* **Extracted text**
━━━━━━━━

- Born: Suzanne Ledoux January 23, 1927 Cherbourg, France
- Died: July 7, 2011 (aged 84) Kingsport, Tennessee, U.S.

= Suzanne David Hall =

Suzanne David Hall (January 23, 1927 – July 7, 2011) was a spy for the French resistance during World War II while still a teenager. During her training to become an opera singer, she relayed messages that helped bring about the Allied invasion of Normandy. The 2003 novel For Freedom: The Story of a French Spy by Kimberly Brubaker Bradley was based on interviews with Hall.

== Biography ==
Hall was born on January 23, 1927, in Cherbourg, France to Étienne and Désirée LeDoux David.

According to Bradley's book, Hall's conviction to fight for France began on the day she and her best friend Yvette went down to the beach. There they met Yvette's mother's friend, Madame Montagne, who was pregnant with a second child. A few minutes into conversation, German planes bombed the entire beach and town square. After the missiles ceased, Yvette and Suzanne looked up to find Madame Montagne lying dead with her small child also dead at her side. It was Wednesday, 29 May 1940. Hall was thirteen years old at the time.

Yvette was also badly injured. She never recovered.

Later, the Germans forced Hall and her family to move out of their house and into a dingy apartment. They used her and other houses on her street as a "home base". Three years later the Germans abandoned the home, and Hall and her family came back to it. All their belongings had been sold or ruined.

Two years after the bombing at the beach, Hall cut herself, and because there was no medication around to treat it, it became infected. She had to see her doctor, a Mr. Leclerc, about the abscess. As she was with her voice teacher at the time, Mr. Leclerc asked if she traveled much for her opera singing. She replied that she only traveled to Normandy and soon would to Paris. The doctor told her that he was a spy as well and asked if she would like to be a spy for the French Resistance.

Hall never told her name to any of the other spies. To them, she was spy number 22, the 22nd spy in Cherbourg, where she lived. All of the other spies she met also had numbers. She never knew their names. She only ever knew Dr. Leclerc's name. He had done this because names were dangerous.

When she was seventeen, Hall was captured by the Germans. She was interrogated for hours, but she never confessed. She was saved when the Allies landed nearby in 1944.

Soon afterward, she found out from another captured spy, number 14, that all of the others had confessed and been killed. Dr. Leclerc and his family had been shot in the street. For her brave service during the war, Hall was awarded the Croix de Lorraine by General Charles de Gaulle.

Hall married Larson Hall and had a son and daughter.

She died on July 7, 2011, in Kingsport, Tennessee, after having lived there for 64 years.

━━━━━━━━

* **Material supplied**
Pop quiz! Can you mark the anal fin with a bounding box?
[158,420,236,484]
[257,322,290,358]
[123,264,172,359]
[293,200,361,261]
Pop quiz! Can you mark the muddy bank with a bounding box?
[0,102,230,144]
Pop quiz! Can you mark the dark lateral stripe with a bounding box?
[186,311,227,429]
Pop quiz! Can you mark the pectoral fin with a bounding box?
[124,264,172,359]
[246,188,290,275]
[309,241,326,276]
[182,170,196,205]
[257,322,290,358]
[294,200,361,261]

━━━━━━━━

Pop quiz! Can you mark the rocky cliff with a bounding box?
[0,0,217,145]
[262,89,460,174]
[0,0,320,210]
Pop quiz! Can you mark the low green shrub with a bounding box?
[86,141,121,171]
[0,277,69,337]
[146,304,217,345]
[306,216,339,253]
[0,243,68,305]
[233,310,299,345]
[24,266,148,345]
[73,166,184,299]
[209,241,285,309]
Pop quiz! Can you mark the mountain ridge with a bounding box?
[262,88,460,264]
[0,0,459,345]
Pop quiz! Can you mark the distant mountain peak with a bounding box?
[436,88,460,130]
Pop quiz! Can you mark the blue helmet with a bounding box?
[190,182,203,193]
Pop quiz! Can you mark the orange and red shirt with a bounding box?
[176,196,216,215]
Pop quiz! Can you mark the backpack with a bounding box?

━━━━━━━━

* **Aim of the task**
Please copy out the whole Suzanne David Hall biography above, word for word.

* **Written answer**
- Born: Suzanne Ledoux January 23, 1927 Cherbourg, France
- Died: July 7, 2011 (aged 84) Kingsport, Tennessee, U.S.

= Suzanne David Hall =

Suzanne David Hall (January 23, 1927 – July 7, 2011) was a spy for the French resistance during World War II while still a teenager. During her training to become an opera singer, she relayed messages that helped bring about the Allied invasion of Normandy. The 2003 novel For Freedom: The Story of a French Spy by Kimberly Brubaker Bradley was based on interviews with Hall.

== Biography ==
Hall was born on January 23, 1927, in Cherbourg, France to Étienne and Désirée LeDoux David.

According to Bradley's book, Hall's conviction to fight for France began on the day she and her best friend Yvette went down to the beach. There they met Yvette's mother's friend, Madame Montagne, who was pregnant with a second child. A few minutes into conversation, German planes bombed the entire beach and town square. After the missiles ceased, Yvette and Suzanne looked up to find Madame Montagne lying dead with her small child also dead at her side. It was Wednesday, 29 May 1940. Hall was thirteen years old at the time.

Yvette was also badly injured. She never recovered.

Later, the Germans forced Hall and her family to move out of their house and into a dingy apartment. They used her and other houses on her street as a "home base". Three years later the Germans abandoned the home, and Hall and her family came back to it. All their belongings had been sold or ruined.

Two years after the bombing at the beach, Hall cut herself, and because there was no medication around to treat it, it became infected. She had to see her doctor, a Mr. Leclerc, about the abscess. As she was with her voice teacher at the time, Mr. Leclerc asked if she traveled much for her opera singing. She replied that she only traveled to Normandy and soon would to Paris. The doctor told her that he was a spy as well and asked if she would like to be a spy for the French Resistance.

Hall never told her name to any of the other spies. To them, she was spy number 22, the 22nd spy in Cherbourg, where she lived. All of the other spies she met also had numbers. She never knew their names. She only ever knew Dr. Leclerc's name. He had done this because names were dangerous.

When she was seventeen, Hall was captured by the Germans. She was interrogated for hours, but she never confessed. She was saved when the Allies landed nearby in 1944.

Soon afterward, she found out from another captured spy, number 14, that all of the others had confessed and been killed. Dr. Leclerc and his family had been shot in the street. For her brave service during the war, Hall was awarded the Croix de Lorraine by General Charles de Gaulle.

Hall married Larson Hall and had a son and daughter.

She died on July 7, 2011, in Kingsport, Tennessee, after having lived there for 64 years.